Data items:

╭──

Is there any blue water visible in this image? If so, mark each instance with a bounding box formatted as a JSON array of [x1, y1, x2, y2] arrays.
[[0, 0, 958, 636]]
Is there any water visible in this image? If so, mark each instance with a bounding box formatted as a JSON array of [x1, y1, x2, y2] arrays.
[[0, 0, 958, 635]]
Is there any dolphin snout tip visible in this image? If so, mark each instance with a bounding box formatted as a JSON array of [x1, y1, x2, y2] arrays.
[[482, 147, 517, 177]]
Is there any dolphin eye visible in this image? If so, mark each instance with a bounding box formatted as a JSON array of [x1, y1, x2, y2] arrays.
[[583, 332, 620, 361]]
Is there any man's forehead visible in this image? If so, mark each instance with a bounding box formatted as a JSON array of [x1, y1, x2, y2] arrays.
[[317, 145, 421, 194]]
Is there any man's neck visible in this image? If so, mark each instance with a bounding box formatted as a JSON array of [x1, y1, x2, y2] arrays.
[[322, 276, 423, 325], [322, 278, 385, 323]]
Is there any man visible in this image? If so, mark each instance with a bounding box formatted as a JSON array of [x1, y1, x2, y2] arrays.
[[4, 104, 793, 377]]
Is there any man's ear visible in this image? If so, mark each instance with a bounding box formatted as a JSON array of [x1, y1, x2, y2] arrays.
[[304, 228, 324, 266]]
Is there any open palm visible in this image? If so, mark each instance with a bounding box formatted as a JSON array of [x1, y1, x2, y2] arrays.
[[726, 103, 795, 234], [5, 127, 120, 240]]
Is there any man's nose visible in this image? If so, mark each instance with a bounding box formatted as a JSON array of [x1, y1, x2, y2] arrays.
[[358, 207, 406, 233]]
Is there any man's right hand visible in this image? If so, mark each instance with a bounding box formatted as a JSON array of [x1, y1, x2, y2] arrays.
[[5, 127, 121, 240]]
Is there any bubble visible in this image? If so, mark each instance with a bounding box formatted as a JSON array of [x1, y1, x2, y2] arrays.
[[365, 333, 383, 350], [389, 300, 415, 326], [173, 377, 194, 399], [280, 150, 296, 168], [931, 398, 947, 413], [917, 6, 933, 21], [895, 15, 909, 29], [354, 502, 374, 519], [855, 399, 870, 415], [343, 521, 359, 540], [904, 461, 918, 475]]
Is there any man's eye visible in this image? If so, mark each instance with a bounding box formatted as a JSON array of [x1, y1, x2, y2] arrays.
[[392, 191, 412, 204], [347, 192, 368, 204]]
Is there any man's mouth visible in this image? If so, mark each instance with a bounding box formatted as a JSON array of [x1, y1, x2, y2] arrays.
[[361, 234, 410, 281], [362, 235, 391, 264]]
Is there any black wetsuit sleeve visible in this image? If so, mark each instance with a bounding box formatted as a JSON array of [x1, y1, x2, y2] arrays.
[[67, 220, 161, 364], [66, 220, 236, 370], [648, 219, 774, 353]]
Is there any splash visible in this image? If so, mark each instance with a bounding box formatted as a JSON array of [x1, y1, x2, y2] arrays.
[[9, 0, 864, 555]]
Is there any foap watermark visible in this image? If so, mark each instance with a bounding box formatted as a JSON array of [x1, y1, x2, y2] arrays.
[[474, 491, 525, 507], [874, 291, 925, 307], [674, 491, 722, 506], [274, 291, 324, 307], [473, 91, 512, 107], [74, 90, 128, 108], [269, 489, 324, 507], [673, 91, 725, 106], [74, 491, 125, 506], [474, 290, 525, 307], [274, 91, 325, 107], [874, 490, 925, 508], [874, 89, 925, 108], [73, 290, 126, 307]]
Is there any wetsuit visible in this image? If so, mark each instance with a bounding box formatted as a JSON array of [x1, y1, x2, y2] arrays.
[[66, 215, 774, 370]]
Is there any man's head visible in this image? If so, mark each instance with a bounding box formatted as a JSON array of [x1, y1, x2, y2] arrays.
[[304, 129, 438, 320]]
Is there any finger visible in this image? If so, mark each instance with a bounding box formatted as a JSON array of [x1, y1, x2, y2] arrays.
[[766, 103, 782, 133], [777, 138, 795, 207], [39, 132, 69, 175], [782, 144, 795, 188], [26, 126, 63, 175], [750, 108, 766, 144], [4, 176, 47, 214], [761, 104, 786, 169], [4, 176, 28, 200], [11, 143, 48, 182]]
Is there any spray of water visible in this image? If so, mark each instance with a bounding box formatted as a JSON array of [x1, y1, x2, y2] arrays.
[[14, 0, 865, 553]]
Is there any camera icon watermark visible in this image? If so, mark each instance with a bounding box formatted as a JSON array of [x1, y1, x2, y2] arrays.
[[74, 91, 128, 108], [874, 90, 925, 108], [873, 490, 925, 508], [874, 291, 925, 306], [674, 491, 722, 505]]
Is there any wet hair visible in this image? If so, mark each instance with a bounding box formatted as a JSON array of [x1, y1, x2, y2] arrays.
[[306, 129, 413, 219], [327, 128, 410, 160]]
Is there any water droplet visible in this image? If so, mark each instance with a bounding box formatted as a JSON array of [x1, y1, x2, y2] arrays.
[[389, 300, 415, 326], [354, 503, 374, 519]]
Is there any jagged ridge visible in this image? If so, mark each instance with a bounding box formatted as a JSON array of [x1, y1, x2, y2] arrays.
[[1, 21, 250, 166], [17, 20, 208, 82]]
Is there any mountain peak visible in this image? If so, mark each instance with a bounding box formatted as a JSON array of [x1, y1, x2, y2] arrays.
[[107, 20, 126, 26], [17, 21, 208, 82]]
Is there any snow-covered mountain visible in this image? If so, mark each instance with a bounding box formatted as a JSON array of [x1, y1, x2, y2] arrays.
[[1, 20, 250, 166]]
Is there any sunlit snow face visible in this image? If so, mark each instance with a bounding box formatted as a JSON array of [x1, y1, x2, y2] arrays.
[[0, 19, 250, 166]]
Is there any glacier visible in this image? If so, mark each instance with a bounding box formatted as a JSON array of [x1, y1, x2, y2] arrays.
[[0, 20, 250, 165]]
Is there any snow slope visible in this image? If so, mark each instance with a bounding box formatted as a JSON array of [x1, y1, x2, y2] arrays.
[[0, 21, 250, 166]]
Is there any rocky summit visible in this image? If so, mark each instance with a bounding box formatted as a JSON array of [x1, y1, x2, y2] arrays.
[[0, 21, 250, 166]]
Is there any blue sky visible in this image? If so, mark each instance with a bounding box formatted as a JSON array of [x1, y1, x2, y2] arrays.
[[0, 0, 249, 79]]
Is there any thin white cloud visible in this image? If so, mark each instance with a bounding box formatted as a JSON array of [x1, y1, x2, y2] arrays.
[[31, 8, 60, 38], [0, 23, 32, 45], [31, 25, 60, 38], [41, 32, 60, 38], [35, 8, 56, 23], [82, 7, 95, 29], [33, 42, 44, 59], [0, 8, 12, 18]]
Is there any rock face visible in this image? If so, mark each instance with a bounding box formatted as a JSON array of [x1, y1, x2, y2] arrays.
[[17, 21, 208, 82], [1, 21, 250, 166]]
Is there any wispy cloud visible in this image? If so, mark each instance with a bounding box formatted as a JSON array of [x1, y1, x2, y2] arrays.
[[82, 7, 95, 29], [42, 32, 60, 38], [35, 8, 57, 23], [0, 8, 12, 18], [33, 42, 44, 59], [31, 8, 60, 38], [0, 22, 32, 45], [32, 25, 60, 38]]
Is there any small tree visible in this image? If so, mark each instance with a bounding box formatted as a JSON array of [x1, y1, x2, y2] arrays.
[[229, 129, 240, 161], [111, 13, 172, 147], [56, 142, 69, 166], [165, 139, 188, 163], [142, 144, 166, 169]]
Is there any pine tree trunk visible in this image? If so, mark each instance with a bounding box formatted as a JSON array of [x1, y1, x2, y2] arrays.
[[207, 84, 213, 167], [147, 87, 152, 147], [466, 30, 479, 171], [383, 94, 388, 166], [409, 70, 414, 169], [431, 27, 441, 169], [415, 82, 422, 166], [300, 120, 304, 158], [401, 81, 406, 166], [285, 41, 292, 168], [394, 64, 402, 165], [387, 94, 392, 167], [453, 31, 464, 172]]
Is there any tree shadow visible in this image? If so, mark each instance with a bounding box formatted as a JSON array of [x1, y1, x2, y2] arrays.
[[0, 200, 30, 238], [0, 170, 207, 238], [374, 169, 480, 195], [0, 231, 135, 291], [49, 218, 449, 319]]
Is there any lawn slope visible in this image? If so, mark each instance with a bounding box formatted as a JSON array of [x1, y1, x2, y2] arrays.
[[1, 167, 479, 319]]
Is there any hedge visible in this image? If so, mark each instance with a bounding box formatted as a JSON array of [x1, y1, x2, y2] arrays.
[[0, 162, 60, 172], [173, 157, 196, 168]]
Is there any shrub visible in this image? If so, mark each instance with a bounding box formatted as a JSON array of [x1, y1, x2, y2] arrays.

╰──

What to produce:
Return only the lines running from the line with "Is there any lawn" to the last line of the records, both included, exactly as written.

Answer to the problem:
Is there any lawn slope visible in this image? If so, mark each instance with a bounding box formatted as a JSON array of [x1, y1, x2, y2] arrays.
[[1, 167, 479, 319]]
Is there any hedge visible in this image? If so, mark each instance with a bounding box formatted as a JSON array of [x1, y1, x2, y2] arrays.
[[0, 162, 60, 172], [173, 157, 196, 168]]
Is there any shrub visible in this image? If so, mark each instance with a bounding box formatted as a JSON array of [x1, y1, x2, y2] arrays.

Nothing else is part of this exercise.